→ Trecho para leitura:
○ ○ ○
19.9.2015  |  por Afonso Nilson

Foto de capa: Félix_Nadar

Um comentário mais comum sobre grandes atores do que sobre grandes atuações é o de que mesmo um excelente ator conserva alguns vícios, ou lugares-comuns que sempre revisita. Podemos dizer que faz parte de seu estilo, mas a dúvida de onde termina o estilo para dar início ao vício ainda permanece.  E mais, como definir vício, lugar-comum e estilo em atuação? A partir daí talvez possamos pensar mais objetivamente sobre  a possibilidade de “pureza” na atuação, ou seja, de uma atuação sem vícios, que seja ou se aproxime de termos como “técnica limpa”, ou “pura”, como por vezes são descritos trabalhos de grande rigor técnico.
○ ○ ○
→ Linhas de dados:
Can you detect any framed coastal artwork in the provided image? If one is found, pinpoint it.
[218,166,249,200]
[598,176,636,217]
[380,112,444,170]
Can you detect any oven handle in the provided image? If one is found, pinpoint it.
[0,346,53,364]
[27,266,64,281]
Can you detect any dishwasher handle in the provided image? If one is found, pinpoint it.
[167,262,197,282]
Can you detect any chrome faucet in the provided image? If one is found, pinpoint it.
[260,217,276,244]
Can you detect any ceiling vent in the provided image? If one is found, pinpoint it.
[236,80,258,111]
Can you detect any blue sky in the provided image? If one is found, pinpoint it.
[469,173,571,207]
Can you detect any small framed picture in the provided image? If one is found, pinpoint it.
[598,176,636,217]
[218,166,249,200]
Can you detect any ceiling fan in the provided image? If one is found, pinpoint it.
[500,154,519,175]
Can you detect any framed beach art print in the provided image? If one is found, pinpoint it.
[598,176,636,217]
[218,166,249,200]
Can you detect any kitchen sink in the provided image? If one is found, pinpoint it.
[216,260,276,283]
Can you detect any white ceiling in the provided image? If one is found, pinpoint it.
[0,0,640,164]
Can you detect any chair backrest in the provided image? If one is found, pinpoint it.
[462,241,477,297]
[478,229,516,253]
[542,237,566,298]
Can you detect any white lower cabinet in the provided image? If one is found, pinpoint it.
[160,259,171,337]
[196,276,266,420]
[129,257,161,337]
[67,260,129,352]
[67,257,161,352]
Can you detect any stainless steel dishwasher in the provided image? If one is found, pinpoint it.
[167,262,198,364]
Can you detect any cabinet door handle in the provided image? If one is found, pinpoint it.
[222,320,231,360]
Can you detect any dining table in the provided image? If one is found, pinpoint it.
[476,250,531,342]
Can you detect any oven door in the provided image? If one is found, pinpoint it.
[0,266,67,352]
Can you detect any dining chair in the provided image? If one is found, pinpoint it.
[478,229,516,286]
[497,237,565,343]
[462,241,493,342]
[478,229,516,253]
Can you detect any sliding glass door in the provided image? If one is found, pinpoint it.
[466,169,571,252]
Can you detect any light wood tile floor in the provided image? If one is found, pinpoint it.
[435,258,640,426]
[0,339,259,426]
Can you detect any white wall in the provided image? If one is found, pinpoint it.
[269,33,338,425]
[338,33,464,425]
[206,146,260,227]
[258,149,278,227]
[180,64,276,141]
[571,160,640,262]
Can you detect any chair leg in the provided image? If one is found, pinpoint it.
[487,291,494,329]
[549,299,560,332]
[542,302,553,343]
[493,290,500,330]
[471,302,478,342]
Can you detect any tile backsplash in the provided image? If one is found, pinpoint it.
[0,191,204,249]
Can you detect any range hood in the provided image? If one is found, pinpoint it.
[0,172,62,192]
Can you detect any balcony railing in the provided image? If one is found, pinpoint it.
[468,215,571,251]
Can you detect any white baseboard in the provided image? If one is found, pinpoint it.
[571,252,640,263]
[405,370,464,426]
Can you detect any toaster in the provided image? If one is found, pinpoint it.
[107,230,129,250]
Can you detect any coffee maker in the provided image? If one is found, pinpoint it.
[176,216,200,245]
○ ○ ○
→ O que fazer: Dê seguimento ao texto sobre vícios e estilo na atuação, a partir da última frase.

→ Resposta do exercício:
Desde os primórdios, ou mais especificamente, desde os primórdios da era cristã, se vive certa compulsão pela pureza. É algo que toca o sexual e o místico essa obsessão pelo puro como categoria de valor. E o que é o puro? É o limpo, o sem mácula, sem mancha. Água pura é água sem outros elementos que não os da constituição da própria água; o ouro puro é o de maior valor, embora seja mole demais para qualquer utilidade; o homem puro é considerado um bom homem, apesar de lhe pairar uma aura de inocência ou ingenuidade. Os exemplos multiplicam-se ao infinito, assim como a especificidade de cada tipo e definição de pureza. E nesse caminho impreciso, também pode ser pensada a definição de uma técnica pura.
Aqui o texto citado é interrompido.